• Task item
From first line to last, retype the data exactly.

Data records
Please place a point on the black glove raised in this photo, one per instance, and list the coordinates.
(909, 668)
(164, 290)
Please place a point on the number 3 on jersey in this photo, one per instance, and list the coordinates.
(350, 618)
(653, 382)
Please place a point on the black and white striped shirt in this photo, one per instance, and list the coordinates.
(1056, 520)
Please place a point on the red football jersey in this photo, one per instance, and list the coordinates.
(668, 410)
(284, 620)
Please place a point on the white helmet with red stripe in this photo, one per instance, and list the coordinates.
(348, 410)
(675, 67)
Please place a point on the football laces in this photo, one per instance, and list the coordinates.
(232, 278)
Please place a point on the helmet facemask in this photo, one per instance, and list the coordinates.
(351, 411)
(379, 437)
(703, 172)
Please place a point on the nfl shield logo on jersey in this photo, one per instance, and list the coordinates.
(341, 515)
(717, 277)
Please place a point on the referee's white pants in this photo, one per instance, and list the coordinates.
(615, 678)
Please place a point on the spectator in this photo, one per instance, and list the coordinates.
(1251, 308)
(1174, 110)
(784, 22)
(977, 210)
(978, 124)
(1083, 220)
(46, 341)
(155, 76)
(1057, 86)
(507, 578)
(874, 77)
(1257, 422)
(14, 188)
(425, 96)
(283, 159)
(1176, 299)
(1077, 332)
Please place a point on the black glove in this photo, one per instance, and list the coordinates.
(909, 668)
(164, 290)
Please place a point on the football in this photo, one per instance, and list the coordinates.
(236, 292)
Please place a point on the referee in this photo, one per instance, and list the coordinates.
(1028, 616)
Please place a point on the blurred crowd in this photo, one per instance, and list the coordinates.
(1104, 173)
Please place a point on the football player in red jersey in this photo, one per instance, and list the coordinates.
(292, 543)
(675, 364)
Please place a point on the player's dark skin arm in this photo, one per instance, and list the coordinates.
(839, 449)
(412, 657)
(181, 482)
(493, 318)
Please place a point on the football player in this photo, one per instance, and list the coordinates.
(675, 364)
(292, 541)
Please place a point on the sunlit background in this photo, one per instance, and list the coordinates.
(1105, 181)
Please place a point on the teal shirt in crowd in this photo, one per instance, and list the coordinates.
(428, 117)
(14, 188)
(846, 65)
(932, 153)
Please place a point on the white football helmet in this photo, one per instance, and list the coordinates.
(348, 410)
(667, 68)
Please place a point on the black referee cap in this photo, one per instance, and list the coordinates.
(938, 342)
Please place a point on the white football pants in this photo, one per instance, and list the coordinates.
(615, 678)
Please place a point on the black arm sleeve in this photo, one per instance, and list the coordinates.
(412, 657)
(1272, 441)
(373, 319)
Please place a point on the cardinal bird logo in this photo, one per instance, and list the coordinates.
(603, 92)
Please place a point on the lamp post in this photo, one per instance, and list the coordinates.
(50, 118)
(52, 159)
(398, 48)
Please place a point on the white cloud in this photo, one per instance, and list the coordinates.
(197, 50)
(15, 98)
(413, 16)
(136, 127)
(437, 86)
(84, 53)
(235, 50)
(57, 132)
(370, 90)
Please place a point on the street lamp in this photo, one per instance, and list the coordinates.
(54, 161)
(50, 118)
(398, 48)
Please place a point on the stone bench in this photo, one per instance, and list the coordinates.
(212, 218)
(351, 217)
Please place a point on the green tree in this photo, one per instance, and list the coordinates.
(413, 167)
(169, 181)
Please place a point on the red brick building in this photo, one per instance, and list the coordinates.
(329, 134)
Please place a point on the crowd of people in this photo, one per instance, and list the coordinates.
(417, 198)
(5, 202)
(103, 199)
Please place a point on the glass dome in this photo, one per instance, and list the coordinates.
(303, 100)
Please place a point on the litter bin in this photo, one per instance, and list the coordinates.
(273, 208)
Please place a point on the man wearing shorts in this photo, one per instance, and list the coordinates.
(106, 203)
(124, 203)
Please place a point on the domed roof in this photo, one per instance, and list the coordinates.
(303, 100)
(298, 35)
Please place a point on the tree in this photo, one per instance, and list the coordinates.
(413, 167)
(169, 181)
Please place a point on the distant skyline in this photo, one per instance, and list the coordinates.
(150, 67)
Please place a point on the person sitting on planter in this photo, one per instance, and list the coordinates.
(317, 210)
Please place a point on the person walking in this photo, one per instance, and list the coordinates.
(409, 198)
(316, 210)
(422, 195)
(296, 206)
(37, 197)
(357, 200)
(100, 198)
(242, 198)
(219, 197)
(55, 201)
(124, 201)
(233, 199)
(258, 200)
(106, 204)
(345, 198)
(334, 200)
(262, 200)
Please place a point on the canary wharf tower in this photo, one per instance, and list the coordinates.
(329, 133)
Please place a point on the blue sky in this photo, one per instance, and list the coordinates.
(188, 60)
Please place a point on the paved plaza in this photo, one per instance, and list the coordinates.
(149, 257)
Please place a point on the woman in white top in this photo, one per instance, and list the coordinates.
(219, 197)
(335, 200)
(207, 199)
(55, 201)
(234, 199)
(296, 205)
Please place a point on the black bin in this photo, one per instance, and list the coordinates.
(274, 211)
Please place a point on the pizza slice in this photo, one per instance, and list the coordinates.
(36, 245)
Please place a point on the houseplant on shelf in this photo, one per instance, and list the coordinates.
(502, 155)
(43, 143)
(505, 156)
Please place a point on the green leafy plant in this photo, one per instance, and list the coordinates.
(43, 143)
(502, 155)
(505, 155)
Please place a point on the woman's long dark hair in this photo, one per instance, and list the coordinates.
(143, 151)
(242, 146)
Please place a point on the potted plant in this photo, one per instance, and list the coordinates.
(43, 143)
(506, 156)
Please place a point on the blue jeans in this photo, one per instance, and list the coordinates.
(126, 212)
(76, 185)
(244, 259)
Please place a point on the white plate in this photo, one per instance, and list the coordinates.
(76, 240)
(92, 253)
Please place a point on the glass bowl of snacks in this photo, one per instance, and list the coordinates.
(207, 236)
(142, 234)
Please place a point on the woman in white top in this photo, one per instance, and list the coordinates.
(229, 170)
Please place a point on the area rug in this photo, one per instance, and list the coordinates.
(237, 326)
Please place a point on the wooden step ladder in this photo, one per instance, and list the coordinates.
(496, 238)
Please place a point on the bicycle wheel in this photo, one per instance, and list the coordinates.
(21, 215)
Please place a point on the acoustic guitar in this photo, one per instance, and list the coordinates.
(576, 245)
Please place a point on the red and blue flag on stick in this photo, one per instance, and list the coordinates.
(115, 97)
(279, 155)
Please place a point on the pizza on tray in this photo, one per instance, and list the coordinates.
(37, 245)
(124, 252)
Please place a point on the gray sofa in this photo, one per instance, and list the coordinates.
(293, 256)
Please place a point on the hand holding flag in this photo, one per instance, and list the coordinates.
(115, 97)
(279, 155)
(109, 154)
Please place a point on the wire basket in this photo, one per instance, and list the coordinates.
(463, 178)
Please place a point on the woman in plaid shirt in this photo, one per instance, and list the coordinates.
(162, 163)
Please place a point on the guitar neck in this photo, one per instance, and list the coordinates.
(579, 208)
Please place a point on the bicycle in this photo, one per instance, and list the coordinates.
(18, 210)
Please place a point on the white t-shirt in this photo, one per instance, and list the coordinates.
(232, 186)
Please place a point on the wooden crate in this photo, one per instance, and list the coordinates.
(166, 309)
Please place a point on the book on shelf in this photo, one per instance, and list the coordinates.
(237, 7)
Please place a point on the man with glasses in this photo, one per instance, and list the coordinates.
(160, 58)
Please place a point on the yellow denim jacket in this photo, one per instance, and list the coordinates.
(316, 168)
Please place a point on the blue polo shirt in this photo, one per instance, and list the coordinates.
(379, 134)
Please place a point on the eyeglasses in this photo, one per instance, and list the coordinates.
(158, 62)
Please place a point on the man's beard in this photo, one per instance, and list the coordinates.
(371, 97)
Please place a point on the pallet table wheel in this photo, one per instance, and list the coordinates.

• Response area
Please place a point on the black glove raised in this photo, one per instance, and list the coordinates.
(909, 668)
(164, 290)
Please place a point on the number 3 on jersey in this photo, one per instance, and list the coordinates.
(350, 618)
(653, 382)
Please place a point on the black and white striped shirt in this photo, one per instance, and list the coordinates.
(1056, 520)
Please place a point on the red football jersey in this photo, one per instance, and list the coordinates.
(668, 410)
(284, 620)
Please place a point on the white helmet with red stripe in this photo, one per instance, and list the coordinates.
(348, 410)
(675, 67)
Please place a point on the football laces in this photo, one per instance, and list the coordinates.
(232, 278)
Please place a point on the helmet facemask in this photo, one per instance, and list the coordinates.
(351, 411)
(379, 437)
(703, 172)
Please place a point on the nfl shield logo on jersey in this photo, one per instance, and list the coordinates.
(341, 515)
(717, 277)
Please place a point on the referee's white pants in this photo, one per instance, and list the coordinates.
(615, 678)
Please place a point on the spectator in this photo, one per instance, and list the coordinates.
(1251, 308)
(1174, 110)
(784, 22)
(977, 210)
(978, 124)
(1083, 220)
(46, 341)
(155, 76)
(1057, 86)
(507, 578)
(874, 77)
(1257, 422)
(14, 188)
(425, 96)
(283, 159)
(1176, 299)
(1077, 332)
Please place a point on the black glove in this photo, one per instance, and list the coordinates.
(909, 668)
(164, 290)
Please place a point on the football in this photo, one per instance, and list the coordinates.
(236, 292)
Please place a point on the referee in this photo, one per instance, and list the coordinates.
(1028, 616)
Please place a point on the blurred crowd in this photo, one per instance, and list the coordinates.
(1104, 173)
Please place a point on the football player in red jersey in this photo, one per instance, and list the coordinates.
(292, 543)
(675, 364)
Please place a point on the player's dark skin arm in this photo, one per instance, and list the coordinates.
(839, 449)
(412, 657)
(181, 482)
(493, 318)
Please place a point on the football player in this photo, one per instance, and list the coordinates.
(675, 364)
(292, 541)
Please place a point on the sunlit background in this photo, one per instance, and list the coordinates.
(1105, 181)
Please place a point on the teal shirt in crowd in this photo, one per instance, and list the coordinates.
(428, 117)
(14, 188)
(846, 65)
(932, 153)
Please place a point on the white football helmet in this photo, one per instance, and list the coordinates.
(348, 410)
(667, 68)
Please place a point on the black referee cap in this photo, one per instance, and list the coordinates.
(938, 342)
Please place a point on the white football pants in this photo, one per instance, and list the coordinates.
(615, 678)
Please place a point on the black arm sleeve in this photo, one per instance, and list the coordinates.
(412, 657)
(1272, 441)
(373, 319)
Please place a point on the cardinal bird logo in this photo, one per instance, and list the coordinates.
(603, 92)
Please place a point on the lamp post in this photo, one per instance, and list the coordinates.
(50, 118)
(52, 159)
(398, 48)
Please place a point on the white cloud in this photo, one per instance, and list the coordinates.
(197, 50)
(15, 98)
(413, 16)
(136, 127)
(437, 86)
(84, 53)
(235, 50)
(57, 132)
(370, 90)
Please place a point on the street lamp in this photo, one per instance, and list the coordinates.
(54, 161)
(50, 118)
(398, 48)
Please place a point on the stone bench in this photo, one per instance, and list the coordinates.
(212, 218)
(351, 217)
Please place a point on the green tree in this photo, one per instance, and list the coordinates.
(413, 167)
(169, 181)
Please place a point on the red brick building in this photo, one per instance, and list the coordinates.
(329, 134)
Please place a point on the crowd of people in this photo, one per instance, and list the coordinates.
(417, 198)
(5, 202)
(103, 199)
Please place a point on the glass dome in this photo, one per instance, and list the coordinates.
(303, 100)
Please place a point on the litter bin in this photo, one per instance, and list the coordinates.
(273, 208)
Please place a point on the man wearing shorts in this photo, one per instance, and list the coordinates.
(106, 203)
(124, 203)
Please place a point on the domed roof in this photo, one per instance, and list the coordinates.
(303, 100)
(298, 35)
Please place a point on the tree in this photo, one per instance, and list the coordinates.
(413, 167)
(169, 181)
Please place a point on the distant skyline in this photo, one per instance, and list the coordinates.
(150, 67)
Please place a point on the person sitting on planter in this photo, one per instance, and list the coordinates.
(317, 210)
Please place a point on the person walking in this photo, one per instance, and list the coordinates.
(409, 198)
(316, 210)
(422, 195)
(296, 206)
(37, 197)
(357, 200)
(100, 198)
(242, 198)
(219, 197)
(55, 201)
(124, 201)
(233, 199)
(258, 200)
(106, 204)
(345, 198)
(334, 200)
(262, 200)
Please place a point on the canary wharf tower in this photo, one per instance, and list the coordinates.
(329, 133)
Please place a point on the blue sky in this photo, one per instance, and list the coordinates.
(188, 60)
Please place a point on the paved plaza in this photo, one per instance, and list the coordinates.
(149, 257)
Please place a point on the woman in white top in this photo, one per instance, and list the coordinates.
(219, 197)
(335, 200)
(207, 199)
(55, 201)
(234, 199)
(296, 205)
Please place a point on the black bin in this photo, one per instance, and list the coordinates.
(274, 211)
Please place a point on the pizza slice in this photo, one per instance, and list the coordinates.
(36, 245)
Please place a point on the houseplant on shelf in this photo, one per instance, and list the coordinates.
(502, 155)
(43, 143)
(505, 156)
Please place a point on the green leafy plant in this photo, one per instance, and list the coordinates.
(43, 143)
(502, 155)
(505, 155)
Please place a point on the woman's long dark hair in this photo, one per instance, and list the coordinates.
(143, 151)
(242, 146)
Please place a point on the potted plant in this photo, one per instance, and list the coordinates.
(43, 143)
(506, 156)
Please place a point on the blue jeans in this photo, one per instance, and list the coordinates.
(126, 212)
(76, 185)
(244, 259)
Please place a point on the white plate in this photo, one per instance, and list the coordinates.
(76, 240)
(92, 253)
Please place a point on the glass bowl of snacks in this photo, one per instance, and list the coordinates.
(207, 236)
(142, 234)
Please place a point on the woman in white top in this photo, one per instance, and list the coordinates.
(229, 170)
Please place a point on the area rug in this photo, one per instance, and list the coordinates.
(237, 326)
Please place a point on the wooden step ladder in this photo, one per instance, and list the coordinates.
(496, 238)
Please place a point on the bicycle wheel in this photo, one per instance, and list the coordinates.
(21, 215)
Please place a point on the acoustic guitar in this photo, one per instance, and list the coordinates.
(576, 245)
Please place a point on the red and blue flag on stick in this photo, one per instance, and list the coordinates.
(115, 97)
(279, 155)
Please place a point on the pizza on tray in this photo, one per instance, and list the coordinates.
(37, 245)
(124, 252)
Please place a point on the gray sofa in this photo, one per instance, and list the coordinates.
(293, 256)
Please place a point on the hand holding flag in this photo, one per instance, and list the coordinates.
(115, 97)
(279, 155)
(109, 154)
Please place a point on the wire basket in this photo, one per instance, and list the coordinates.
(463, 178)
Please place a point on the woman in plaid shirt in this photo, one per instance, and list the coordinates.
(162, 163)
Please place a point on the guitar neck in this photo, one per instance, and list the coordinates.
(579, 208)
Please place a point on the bicycle in this photo, one per instance, and list the coordinates.
(18, 210)
Please place a point on the white t-shirt in this photo, one per instance, and list the coordinates.
(232, 186)
Please place a point on the wooden crate in this photo, one per instance, and list the coordinates.
(166, 309)
Please place a point on the book on shelf in this photo, one per instance, and list the coordinates.
(237, 7)
Please place a point on the man with glasses in this photo, one per instance, and list the coordinates.
(160, 58)
Please place a point on the yellow denim jacket in this photo, one per instance, and list the coordinates.
(316, 168)
Please place a point on the blue polo shirt in this photo, one per instance, and list the coordinates.
(379, 134)
Please place a point on the eyeglasses in this photo, one per instance, and list the coordinates.
(158, 62)
Please place a point on the man's beard in this photo, one per instance, and list the coordinates.
(371, 97)
Please place a point on the pallet table wheel in this photo, one per instance, and list the coordinates.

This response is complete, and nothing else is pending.